PAGE EXTRACT
BALTIMORE, Md. – Juddmonte multiple graded-stakes winning homebred Set Piece (GB), returning to the site of his most recent victory, duplicated the effort four months later with a last-to-first 1 ½-length victory in Saturday’s $200,000 Baltimore-Washington International Turf Cup (G3) at historic Pimlico Race Course.
The 14th running of the one-mile BWI Turf Cup for 3-year-olds and up was the last of four stakes worth $475,000 in purses following the $75,000 Shine Again won by Swayin to and Fro, $100,000 All Along where In a Hurry earned her elusive first stakes victory, and $100,000 Lite the Fuse won in a runaway by Sibelius.
Ridden by Sheldon Russell for Brad Cox, the two-time defending Eclipse Award-winning trainer, Set Piece completed the distance in 1:35.70 over the firm course. Pao Alto, a group stakes winner in France and Qatar, was second, a half-length ahead of 8-5 favorite Public Sector.
“That’s kind of his race. He’s not super-fast, but he comes running at the end,” Cox’s assistant Katie Tolbert said. “You just have to kind of keep him relaxed and save some ground and find a good spot. He loves it here. He ran great here on Preakness weekend. That’s kind of his race and Sheldon rode him perfect. We’re super happy with him.”
Set Piece rallied to win the 1 1/16-mile Dinner Party (G2) May 21 on the undercard of the 147th Preakness Stakes (G1), and since had finished off the board in the Forbidden Apple (G3) and Arlington Million (G1), the latter Aug. 13 following a slow start over a surface rated good.
Aboard for the first time, Russell was unhurried on Set Piece and trailed the field as Grade 3 winner Bizzee Channel, racing first time off the claim for owner-trainer Lacey Gaudet, went the opening quarter-mile in 24.05 seconds and a half in 48.26 pressed by 21-1 long shot English Tavern. Russell began to move on Set Piece around the turn and straightened for home with sights set on the lead, rolling through the stretch to pass horses on the far outside.

TASK TO CARRY OUT
In the race report, what time did Set Piece record for the mile in the BWI Turf Cup?

EXCERPTED DATA
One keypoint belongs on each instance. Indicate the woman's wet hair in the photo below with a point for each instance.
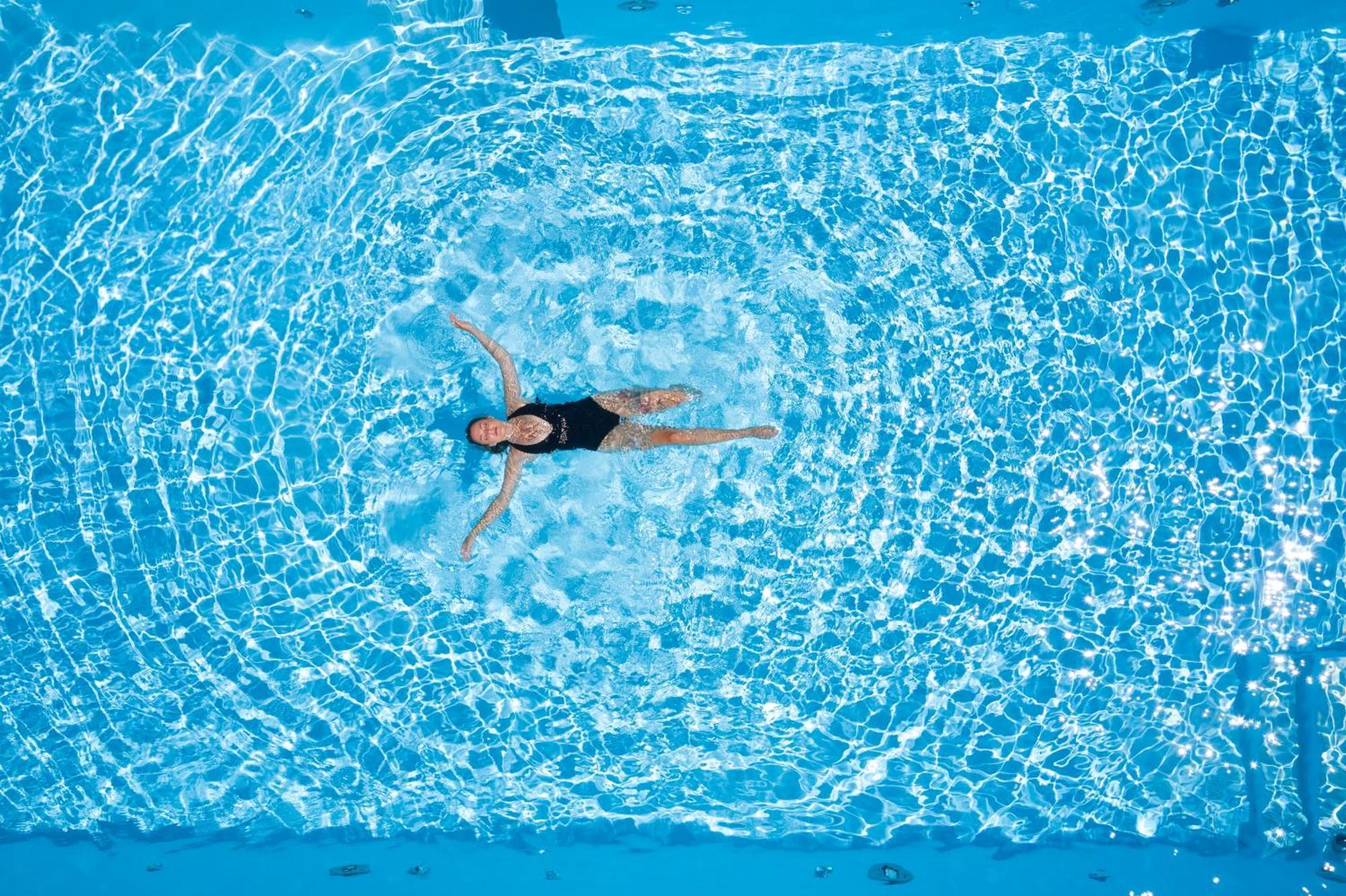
(497, 449)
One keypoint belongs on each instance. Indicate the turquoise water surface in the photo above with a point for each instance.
(1049, 551)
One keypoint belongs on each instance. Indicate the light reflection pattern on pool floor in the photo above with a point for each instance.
(1055, 334)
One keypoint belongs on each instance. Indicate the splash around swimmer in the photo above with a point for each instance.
(604, 422)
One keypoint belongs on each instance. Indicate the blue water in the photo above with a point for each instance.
(1053, 329)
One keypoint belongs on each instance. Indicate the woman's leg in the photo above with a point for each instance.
(640, 438)
(636, 402)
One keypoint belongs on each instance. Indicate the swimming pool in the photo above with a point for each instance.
(1051, 551)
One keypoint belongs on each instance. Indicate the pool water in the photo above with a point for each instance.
(1051, 548)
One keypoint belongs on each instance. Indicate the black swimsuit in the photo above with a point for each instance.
(577, 424)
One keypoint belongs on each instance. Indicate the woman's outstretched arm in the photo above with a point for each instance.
(513, 468)
(513, 399)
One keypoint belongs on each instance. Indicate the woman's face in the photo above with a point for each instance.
(488, 433)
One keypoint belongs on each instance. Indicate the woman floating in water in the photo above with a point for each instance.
(598, 423)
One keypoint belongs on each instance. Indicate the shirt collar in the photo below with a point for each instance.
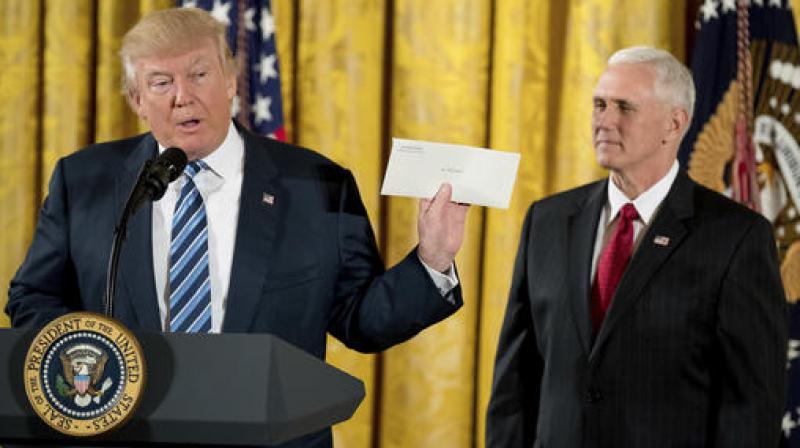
(646, 203)
(228, 159)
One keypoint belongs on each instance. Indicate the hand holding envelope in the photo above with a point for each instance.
(457, 175)
(478, 176)
(441, 229)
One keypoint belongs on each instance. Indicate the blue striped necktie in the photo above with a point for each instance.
(189, 281)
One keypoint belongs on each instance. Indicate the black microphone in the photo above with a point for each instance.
(163, 170)
(154, 177)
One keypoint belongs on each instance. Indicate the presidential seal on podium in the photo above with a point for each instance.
(84, 374)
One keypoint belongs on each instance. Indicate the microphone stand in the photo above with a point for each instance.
(135, 199)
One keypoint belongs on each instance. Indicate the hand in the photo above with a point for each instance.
(441, 228)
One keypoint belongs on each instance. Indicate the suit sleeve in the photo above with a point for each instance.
(752, 335)
(44, 287)
(373, 309)
(512, 414)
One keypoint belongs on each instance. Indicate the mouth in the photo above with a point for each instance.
(189, 125)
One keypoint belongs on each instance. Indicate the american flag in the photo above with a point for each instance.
(708, 148)
(251, 36)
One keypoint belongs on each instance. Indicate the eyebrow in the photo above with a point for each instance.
(617, 101)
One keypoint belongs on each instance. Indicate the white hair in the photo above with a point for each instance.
(673, 82)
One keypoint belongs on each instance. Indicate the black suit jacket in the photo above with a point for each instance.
(692, 352)
(303, 266)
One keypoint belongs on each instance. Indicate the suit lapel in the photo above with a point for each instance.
(260, 208)
(136, 261)
(582, 227)
(650, 255)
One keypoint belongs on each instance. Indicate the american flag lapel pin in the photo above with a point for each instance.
(661, 240)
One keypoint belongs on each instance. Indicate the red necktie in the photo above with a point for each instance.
(612, 263)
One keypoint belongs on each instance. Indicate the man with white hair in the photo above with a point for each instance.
(645, 310)
(256, 236)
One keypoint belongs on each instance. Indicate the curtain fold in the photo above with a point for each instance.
(439, 92)
(339, 90)
(21, 57)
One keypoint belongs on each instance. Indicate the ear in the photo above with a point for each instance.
(676, 125)
(230, 86)
(135, 100)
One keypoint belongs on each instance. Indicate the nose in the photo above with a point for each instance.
(184, 95)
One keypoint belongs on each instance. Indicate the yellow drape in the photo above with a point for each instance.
(514, 75)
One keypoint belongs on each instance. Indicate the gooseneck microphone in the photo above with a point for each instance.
(154, 177)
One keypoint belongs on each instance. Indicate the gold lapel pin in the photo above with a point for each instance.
(661, 240)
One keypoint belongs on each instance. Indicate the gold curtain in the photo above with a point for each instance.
(513, 75)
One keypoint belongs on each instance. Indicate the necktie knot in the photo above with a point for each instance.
(194, 167)
(629, 212)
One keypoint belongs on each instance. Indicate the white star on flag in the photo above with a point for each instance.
(266, 68)
(791, 350)
(249, 25)
(267, 24)
(787, 424)
(261, 109)
(709, 10)
(221, 12)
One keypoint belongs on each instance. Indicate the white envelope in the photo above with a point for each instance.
(478, 176)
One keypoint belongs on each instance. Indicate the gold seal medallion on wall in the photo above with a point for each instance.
(84, 374)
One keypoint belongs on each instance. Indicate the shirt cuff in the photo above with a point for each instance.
(445, 281)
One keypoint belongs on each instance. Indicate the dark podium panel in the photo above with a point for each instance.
(222, 389)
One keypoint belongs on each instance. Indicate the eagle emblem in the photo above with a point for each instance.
(83, 366)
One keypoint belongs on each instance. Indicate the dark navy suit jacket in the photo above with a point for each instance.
(692, 352)
(303, 266)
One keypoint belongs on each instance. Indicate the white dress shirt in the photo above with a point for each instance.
(647, 204)
(221, 188)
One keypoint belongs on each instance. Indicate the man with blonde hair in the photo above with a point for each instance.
(645, 310)
(254, 236)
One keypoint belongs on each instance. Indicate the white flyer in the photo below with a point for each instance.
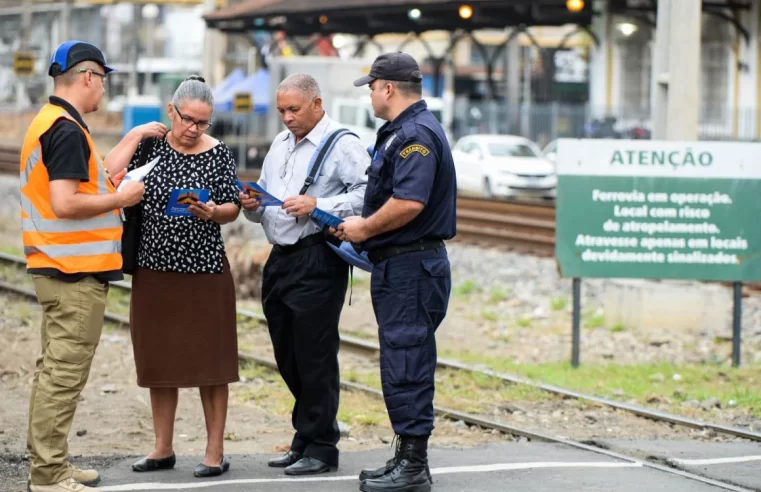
(140, 173)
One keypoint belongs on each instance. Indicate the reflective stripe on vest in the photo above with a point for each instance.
(68, 245)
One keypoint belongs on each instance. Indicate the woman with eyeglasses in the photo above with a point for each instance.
(182, 312)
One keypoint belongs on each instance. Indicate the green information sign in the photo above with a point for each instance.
(659, 209)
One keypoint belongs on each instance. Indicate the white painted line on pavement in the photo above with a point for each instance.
(716, 461)
(328, 478)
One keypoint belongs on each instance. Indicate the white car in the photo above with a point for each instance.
(503, 166)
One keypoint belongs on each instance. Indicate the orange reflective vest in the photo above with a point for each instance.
(70, 246)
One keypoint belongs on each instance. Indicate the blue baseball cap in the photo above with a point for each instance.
(72, 52)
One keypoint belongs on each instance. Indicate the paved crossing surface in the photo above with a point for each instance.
(527, 467)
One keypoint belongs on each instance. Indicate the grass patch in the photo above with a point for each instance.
(593, 321)
(498, 294)
(359, 409)
(524, 322)
(466, 391)
(640, 381)
(372, 337)
(273, 396)
(466, 288)
(558, 303)
(118, 300)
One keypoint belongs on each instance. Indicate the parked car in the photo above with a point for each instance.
(503, 166)
(550, 152)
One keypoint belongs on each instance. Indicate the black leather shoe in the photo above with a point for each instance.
(287, 459)
(203, 471)
(147, 464)
(309, 466)
(373, 473)
(409, 473)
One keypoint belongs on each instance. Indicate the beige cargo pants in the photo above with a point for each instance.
(72, 321)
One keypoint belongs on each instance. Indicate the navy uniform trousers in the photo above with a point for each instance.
(302, 295)
(410, 294)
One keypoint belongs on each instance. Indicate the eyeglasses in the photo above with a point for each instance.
(201, 125)
(85, 70)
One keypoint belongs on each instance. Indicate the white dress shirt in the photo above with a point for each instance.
(339, 188)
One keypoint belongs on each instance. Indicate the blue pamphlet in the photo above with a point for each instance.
(181, 199)
(260, 194)
(351, 256)
(324, 219)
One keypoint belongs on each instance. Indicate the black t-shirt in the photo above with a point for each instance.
(66, 155)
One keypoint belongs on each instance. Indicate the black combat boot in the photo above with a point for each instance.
(372, 473)
(409, 472)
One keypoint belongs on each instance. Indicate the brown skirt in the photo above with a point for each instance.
(183, 328)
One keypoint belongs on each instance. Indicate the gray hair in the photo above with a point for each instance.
(300, 82)
(193, 88)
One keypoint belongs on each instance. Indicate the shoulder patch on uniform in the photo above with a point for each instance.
(391, 139)
(414, 148)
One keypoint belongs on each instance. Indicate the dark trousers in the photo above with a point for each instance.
(303, 293)
(410, 294)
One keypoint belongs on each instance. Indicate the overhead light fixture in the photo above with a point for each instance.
(627, 28)
(575, 5)
(339, 41)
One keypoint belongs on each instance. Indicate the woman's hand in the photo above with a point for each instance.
(204, 211)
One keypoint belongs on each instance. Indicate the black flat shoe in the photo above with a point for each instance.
(203, 471)
(309, 466)
(147, 464)
(287, 459)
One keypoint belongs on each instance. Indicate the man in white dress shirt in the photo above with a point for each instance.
(304, 281)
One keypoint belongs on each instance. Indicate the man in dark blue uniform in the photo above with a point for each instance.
(409, 211)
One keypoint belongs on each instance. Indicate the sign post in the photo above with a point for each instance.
(243, 103)
(23, 63)
(659, 210)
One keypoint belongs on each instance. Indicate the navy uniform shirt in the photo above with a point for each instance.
(413, 161)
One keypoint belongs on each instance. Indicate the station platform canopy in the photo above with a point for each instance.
(372, 17)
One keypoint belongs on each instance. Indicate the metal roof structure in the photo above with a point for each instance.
(371, 17)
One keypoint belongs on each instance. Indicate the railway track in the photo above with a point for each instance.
(475, 420)
(363, 346)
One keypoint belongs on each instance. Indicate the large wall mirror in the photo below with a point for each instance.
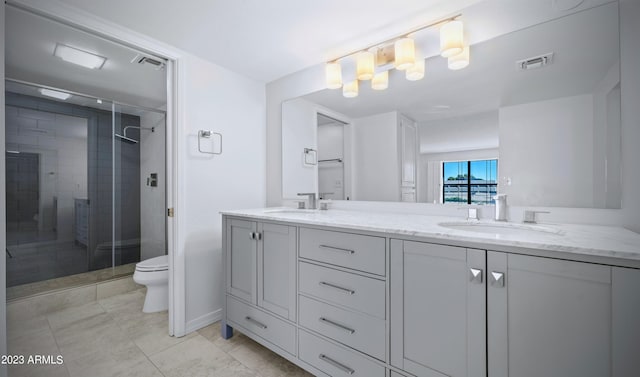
(545, 136)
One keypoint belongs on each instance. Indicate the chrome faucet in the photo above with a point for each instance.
(312, 199)
(472, 213)
(501, 207)
(530, 216)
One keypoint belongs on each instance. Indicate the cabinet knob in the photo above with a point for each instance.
(497, 279)
(475, 275)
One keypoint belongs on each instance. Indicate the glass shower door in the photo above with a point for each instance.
(139, 221)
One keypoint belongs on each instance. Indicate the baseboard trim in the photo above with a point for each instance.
(204, 320)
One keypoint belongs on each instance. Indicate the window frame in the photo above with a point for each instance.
(468, 184)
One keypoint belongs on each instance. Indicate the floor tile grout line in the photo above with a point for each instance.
(55, 340)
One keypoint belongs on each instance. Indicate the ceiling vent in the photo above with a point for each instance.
(144, 60)
(535, 62)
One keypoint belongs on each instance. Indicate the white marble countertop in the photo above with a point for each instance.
(590, 240)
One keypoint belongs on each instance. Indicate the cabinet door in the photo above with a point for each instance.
(277, 269)
(241, 259)
(548, 317)
(438, 309)
(625, 321)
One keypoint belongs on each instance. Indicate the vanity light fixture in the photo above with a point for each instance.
(405, 53)
(451, 39)
(79, 57)
(350, 89)
(416, 71)
(365, 65)
(380, 81)
(459, 61)
(333, 75)
(374, 62)
(54, 94)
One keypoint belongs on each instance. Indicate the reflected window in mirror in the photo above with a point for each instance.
(469, 182)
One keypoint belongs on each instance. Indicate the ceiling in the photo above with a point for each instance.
(29, 44)
(266, 40)
(586, 47)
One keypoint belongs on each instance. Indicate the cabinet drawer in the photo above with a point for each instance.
(335, 360)
(364, 253)
(359, 331)
(266, 326)
(357, 292)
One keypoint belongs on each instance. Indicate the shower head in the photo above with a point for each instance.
(130, 140)
(126, 139)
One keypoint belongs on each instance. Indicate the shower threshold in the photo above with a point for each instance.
(71, 281)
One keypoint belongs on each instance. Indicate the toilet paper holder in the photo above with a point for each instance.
(206, 134)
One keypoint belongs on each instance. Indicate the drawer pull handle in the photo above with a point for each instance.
(336, 324)
(338, 249)
(497, 279)
(344, 290)
(336, 364)
(259, 324)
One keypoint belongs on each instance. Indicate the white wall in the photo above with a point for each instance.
(630, 54)
(153, 220)
(63, 162)
(477, 131)
(300, 122)
(376, 165)
(292, 86)
(331, 174)
(553, 140)
(607, 141)
(220, 100)
(3, 216)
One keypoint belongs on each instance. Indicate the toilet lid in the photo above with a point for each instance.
(160, 263)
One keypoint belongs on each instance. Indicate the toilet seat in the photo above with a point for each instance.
(160, 263)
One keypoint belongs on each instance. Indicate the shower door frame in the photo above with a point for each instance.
(175, 115)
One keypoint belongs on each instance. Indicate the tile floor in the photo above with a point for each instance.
(112, 337)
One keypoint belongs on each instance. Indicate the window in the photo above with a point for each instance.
(470, 182)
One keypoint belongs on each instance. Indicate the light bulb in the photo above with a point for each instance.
(416, 72)
(459, 61)
(451, 38)
(333, 73)
(365, 65)
(380, 81)
(405, 53)
(350, 89)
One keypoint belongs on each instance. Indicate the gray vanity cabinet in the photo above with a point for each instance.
(261, 265)
(548, 317)
(242, 259)
(438, 306)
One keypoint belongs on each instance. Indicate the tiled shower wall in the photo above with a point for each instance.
(98, 160)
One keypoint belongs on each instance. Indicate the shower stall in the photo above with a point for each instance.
(85, 183)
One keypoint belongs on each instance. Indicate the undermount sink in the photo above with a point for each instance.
(290, 210)
(502, 229)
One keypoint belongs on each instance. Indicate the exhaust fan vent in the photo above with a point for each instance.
(535, 62)
(154, 62)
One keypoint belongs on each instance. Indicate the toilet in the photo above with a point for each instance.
(154, 273)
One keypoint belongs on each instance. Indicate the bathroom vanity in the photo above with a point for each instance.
(380, 294)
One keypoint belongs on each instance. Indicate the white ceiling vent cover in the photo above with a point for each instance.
(152, 61)
(535, 62)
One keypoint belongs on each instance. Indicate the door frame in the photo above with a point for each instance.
(175, 118)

SOLUTION FOR THIS EXERCISE
1:35.70